Goal of the exercise: Output exactly the lines that run from the line with "Target: green grass field" to the end of the material, both ends included, and no other lines.

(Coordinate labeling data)
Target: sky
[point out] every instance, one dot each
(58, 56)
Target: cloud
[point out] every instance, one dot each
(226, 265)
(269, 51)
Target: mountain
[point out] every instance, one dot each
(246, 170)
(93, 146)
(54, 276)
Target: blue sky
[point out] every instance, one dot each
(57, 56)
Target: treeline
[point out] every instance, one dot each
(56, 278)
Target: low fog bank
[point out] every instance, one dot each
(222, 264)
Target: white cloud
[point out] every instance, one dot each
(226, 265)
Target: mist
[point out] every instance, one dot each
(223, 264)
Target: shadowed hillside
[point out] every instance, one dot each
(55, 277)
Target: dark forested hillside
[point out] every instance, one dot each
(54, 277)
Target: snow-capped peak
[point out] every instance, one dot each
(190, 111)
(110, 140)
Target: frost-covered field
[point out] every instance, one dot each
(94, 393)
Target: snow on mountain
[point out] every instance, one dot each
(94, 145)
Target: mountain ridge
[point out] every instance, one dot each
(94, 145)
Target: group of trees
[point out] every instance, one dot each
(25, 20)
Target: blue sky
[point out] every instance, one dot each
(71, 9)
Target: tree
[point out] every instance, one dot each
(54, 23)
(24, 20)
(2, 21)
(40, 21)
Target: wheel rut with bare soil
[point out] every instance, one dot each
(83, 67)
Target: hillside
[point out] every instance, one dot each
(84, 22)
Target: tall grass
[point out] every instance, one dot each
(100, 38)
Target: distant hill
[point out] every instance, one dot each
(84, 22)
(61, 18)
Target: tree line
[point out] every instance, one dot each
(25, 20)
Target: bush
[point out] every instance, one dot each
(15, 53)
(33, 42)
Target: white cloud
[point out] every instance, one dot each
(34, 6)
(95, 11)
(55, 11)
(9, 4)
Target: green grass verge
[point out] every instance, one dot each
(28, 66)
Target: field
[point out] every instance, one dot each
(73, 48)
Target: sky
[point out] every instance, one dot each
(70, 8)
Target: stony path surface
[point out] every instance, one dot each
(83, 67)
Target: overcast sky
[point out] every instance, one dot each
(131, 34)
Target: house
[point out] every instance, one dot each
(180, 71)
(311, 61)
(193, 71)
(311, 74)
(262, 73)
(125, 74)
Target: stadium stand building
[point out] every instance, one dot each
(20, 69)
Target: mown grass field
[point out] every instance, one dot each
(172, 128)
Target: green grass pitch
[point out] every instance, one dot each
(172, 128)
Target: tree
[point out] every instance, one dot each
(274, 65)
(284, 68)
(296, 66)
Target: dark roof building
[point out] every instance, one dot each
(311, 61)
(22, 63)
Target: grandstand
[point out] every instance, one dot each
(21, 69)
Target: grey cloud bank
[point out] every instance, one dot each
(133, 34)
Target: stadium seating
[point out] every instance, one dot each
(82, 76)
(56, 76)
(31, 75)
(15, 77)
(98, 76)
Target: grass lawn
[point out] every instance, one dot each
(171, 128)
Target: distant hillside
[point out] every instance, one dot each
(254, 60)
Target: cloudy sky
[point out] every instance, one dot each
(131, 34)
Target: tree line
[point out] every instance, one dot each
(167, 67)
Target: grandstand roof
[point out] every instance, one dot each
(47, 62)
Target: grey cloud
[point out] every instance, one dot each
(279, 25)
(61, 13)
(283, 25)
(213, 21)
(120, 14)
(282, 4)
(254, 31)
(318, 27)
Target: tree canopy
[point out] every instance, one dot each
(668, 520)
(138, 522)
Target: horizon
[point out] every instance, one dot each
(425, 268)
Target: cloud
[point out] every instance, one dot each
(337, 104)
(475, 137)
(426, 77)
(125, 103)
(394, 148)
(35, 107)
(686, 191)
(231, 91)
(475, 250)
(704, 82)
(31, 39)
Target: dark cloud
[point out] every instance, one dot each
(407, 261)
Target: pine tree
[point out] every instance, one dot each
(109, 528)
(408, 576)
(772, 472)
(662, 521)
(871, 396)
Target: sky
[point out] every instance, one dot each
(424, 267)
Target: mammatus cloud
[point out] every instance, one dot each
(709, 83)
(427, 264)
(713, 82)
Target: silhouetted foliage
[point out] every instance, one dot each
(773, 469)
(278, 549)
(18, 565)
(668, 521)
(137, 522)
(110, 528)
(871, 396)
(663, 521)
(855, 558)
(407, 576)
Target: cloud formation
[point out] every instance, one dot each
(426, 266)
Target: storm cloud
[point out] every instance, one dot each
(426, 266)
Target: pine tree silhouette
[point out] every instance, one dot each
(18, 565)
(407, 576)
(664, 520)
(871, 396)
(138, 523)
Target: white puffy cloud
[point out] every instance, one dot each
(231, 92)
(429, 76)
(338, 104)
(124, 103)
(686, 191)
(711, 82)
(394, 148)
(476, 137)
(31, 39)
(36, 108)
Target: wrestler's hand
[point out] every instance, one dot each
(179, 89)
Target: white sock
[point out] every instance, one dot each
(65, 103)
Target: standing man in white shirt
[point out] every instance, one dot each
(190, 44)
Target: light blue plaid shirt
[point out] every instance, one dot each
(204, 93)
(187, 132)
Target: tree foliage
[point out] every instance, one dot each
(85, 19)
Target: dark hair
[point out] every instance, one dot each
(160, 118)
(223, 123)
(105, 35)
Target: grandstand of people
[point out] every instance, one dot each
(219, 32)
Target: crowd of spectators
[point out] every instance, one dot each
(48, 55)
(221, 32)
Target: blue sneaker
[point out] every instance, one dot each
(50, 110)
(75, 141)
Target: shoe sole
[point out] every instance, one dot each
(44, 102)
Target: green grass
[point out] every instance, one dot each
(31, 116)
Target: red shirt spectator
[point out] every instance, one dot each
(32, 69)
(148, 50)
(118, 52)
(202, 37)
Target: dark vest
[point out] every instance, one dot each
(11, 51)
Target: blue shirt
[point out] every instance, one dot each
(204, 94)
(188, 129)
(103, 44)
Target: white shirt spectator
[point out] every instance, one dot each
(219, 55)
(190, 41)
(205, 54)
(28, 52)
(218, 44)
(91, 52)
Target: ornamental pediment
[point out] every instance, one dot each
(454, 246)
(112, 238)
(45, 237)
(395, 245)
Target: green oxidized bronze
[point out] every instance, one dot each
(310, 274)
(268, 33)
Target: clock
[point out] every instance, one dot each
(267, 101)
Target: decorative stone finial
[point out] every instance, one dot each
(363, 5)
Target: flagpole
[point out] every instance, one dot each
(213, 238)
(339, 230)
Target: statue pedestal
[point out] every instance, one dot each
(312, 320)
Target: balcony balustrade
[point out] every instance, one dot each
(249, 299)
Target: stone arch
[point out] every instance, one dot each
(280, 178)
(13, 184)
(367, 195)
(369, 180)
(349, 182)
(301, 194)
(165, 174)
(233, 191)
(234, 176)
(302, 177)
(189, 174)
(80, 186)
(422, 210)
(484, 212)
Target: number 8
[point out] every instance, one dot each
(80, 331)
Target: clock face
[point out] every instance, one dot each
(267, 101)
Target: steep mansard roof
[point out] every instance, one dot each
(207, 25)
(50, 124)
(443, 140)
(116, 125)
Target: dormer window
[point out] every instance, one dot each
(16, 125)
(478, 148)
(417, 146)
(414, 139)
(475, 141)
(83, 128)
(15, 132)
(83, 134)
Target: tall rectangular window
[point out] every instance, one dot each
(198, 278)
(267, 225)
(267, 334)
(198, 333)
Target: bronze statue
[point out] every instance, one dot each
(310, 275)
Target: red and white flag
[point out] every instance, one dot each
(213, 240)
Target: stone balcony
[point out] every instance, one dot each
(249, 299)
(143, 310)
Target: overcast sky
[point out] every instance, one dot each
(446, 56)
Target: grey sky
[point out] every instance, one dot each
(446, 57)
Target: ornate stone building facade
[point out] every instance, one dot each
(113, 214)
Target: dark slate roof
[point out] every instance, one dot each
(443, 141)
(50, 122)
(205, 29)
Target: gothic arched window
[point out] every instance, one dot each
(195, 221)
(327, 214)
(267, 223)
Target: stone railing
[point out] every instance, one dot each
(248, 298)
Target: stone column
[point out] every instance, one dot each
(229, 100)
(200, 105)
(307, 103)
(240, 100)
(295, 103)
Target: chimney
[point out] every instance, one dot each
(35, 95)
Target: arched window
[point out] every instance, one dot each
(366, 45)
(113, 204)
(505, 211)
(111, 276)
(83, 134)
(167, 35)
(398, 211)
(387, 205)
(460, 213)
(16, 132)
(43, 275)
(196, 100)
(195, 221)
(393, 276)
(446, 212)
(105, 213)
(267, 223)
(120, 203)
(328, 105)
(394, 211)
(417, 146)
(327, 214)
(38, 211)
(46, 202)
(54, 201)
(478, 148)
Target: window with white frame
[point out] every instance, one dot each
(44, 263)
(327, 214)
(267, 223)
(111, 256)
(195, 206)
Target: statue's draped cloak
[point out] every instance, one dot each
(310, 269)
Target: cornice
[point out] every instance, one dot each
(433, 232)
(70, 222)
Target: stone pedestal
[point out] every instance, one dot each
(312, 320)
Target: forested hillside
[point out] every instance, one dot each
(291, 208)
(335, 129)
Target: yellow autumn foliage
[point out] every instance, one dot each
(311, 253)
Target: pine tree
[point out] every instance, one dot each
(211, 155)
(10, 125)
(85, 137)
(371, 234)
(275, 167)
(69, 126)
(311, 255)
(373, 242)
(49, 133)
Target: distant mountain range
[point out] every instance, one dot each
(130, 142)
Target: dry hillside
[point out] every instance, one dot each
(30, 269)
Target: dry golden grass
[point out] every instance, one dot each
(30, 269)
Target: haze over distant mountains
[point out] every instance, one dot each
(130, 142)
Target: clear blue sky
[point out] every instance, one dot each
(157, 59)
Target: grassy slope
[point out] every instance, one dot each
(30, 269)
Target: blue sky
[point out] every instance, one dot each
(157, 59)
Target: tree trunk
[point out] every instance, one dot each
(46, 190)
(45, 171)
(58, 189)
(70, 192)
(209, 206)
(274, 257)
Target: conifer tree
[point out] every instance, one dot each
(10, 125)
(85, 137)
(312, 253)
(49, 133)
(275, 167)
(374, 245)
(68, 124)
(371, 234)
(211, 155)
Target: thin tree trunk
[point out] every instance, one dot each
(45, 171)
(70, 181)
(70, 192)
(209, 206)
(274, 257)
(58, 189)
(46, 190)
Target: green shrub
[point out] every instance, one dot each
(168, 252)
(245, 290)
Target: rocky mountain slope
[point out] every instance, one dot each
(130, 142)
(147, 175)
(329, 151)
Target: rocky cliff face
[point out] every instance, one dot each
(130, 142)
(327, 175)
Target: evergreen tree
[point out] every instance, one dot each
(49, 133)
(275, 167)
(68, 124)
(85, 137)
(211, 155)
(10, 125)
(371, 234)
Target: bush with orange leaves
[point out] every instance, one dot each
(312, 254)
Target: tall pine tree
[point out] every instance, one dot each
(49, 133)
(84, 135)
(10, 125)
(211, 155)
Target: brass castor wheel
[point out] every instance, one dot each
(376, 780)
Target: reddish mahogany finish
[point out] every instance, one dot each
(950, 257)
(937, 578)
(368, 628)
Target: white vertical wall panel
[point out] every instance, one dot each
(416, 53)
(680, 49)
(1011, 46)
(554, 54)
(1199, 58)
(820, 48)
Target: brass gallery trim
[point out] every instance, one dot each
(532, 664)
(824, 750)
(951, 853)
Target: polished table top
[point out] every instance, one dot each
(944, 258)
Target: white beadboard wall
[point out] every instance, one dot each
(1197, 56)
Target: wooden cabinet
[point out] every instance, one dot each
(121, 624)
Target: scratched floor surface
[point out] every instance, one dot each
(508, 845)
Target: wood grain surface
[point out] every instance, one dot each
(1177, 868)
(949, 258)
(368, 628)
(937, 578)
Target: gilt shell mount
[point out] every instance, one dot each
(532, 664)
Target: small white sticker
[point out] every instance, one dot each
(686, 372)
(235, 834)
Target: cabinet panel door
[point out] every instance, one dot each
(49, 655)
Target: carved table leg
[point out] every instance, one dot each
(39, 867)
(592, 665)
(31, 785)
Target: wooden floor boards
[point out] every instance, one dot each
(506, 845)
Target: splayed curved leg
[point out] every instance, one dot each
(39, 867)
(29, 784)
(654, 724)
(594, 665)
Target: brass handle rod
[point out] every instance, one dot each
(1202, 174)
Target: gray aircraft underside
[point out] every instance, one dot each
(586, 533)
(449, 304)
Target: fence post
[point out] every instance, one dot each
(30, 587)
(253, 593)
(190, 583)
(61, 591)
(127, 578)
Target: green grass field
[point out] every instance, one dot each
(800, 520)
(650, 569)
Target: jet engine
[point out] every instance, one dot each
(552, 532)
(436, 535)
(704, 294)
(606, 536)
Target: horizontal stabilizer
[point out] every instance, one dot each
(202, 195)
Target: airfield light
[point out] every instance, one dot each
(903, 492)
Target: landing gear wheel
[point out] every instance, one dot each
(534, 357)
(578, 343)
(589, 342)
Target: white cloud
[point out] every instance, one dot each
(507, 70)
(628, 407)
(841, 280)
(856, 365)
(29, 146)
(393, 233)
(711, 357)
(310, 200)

Correct output:
Target: green grass field
[point out] every instance, one dot each
(800, 520)
(650, 569)
Target: jet engine
[point out] every instance, one dot each
(552, 532)
(436, 535)
(704, 294)
(606, 536)
Target: horizontal stabilizer
[point out] every instance, one dot each
(202, 195)
Target: airfield light
[point out] every instance, one dot each
(903, 492)
Target: landing gear wheel
[point out] every instance, one dot each
(534, 357)
(578, 343)
(589, 342)
Target: white cloud
[point out] every instance, one dot each
(507, 70)
(628, 407)
(841, 280)
(856, 365)
(29, 146)
(393, 233)
(711, 357)
(310, 200)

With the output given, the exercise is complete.